(Recorded data)
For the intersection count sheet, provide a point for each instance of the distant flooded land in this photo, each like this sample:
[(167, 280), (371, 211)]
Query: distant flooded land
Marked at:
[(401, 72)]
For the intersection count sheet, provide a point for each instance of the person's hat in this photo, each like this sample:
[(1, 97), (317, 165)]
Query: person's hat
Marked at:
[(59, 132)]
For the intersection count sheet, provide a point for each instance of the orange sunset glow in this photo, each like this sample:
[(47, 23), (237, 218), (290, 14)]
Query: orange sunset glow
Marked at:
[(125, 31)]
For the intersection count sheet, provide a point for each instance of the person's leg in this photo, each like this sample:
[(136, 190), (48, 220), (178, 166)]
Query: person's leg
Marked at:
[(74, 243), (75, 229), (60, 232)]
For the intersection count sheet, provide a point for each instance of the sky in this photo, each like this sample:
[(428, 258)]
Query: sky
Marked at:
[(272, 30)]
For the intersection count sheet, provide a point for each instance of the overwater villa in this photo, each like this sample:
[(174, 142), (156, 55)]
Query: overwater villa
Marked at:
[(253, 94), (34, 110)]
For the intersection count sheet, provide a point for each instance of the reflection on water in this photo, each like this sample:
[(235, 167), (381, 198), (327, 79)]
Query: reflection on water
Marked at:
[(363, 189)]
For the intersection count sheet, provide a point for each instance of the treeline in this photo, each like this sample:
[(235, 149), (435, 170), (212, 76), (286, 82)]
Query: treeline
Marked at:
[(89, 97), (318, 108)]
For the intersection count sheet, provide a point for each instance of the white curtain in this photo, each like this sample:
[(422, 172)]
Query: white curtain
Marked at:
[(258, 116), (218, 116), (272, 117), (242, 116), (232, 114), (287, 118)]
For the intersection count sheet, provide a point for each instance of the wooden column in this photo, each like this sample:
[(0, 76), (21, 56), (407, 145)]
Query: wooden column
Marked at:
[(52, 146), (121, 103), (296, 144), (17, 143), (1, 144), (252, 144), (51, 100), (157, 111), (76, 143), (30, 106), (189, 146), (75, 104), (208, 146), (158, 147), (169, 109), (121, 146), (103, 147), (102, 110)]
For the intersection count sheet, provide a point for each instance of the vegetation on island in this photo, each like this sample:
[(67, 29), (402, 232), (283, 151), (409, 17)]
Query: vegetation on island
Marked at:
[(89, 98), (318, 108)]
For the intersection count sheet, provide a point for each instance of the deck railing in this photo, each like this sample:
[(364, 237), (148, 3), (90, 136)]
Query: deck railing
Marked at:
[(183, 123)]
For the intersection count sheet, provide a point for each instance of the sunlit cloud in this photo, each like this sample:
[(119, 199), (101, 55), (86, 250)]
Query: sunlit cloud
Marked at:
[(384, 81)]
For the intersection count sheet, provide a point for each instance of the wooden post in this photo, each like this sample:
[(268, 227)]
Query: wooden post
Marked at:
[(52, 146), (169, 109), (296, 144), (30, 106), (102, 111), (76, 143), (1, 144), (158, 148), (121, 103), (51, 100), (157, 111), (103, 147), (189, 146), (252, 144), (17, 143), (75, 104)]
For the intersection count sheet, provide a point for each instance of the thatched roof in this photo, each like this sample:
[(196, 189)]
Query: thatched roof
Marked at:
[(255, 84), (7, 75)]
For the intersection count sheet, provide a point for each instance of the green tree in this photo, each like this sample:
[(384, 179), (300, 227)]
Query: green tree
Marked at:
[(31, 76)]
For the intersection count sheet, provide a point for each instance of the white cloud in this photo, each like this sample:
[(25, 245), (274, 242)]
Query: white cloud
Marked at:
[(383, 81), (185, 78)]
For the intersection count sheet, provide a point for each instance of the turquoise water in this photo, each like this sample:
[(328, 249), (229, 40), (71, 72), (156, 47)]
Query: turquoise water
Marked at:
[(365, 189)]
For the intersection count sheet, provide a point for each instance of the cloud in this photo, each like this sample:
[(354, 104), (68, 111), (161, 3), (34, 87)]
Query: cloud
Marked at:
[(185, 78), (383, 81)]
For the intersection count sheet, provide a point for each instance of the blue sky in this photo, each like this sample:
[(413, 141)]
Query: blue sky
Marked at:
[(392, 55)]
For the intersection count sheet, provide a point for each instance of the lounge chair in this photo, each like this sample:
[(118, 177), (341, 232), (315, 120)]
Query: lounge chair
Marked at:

◆ **Exercise requirements**: Could you write out the listing again from the line with "of the treeline" to the line with "[(384, 81)]", requests included, shifting every marked coordinate by adding 77 to each number?

◆ **Task result**:
For the intersection count sheet, provide a point for each instance of the treeline in this photo, each like this sample:
[(235, 149), (435, 170), (212, 76), (286, 82)]
Query: treeline
Marked at:
[(166, 174), (395, 185)]
For the intersection count sheet, provide a point for each instance of the white curtain in this photo, each like this sample:
[(422, 172)]
Query: white curtain
Marked at:
[(335, 193), (295, 193), (349, 194), (319, 193), (309, 191), (364, 195)]
For the intersection count sheet, provide a point for each instance of the wooden column in this photo, each like this sample:
[(0, 76), (21, 56), (407, 145)]
Query: wooden column
Marked at:
[(129, 223), (198, 180), (373, 221), (94, 220), (78, 221), (329, 221), (128, 177), (234, 188), (153, 220), (107, 183), (266, 223), (152, 181), (285, 223), (235, 224), (246, 186), (198, 223), (180, 224), (179, 187)]
For the intersection count sheet, provide a point for each instance of the vegetation on island in this photo, each like this sample:
[(67, 29), (402, 232), (283, 151), (409, 17)]
Query: vegetation on island
Marked at:
[(166, 175), (395, 185)]
For the intersection count sheet, provide a point for each instance of the deck railing in this photo, each like this sample:
[(364, 237), (148, 3), (90, 136)]
Query: deck railing
Marked at:
[(260, 200)]
For the intersection count sheet, provide a point for each instance of the sunlit cloud in this photo, each like this sample:
[(119, 199), (101, 55), (86, 250)]
Query: sunlit cloud
Marked at:
[(461, 158)]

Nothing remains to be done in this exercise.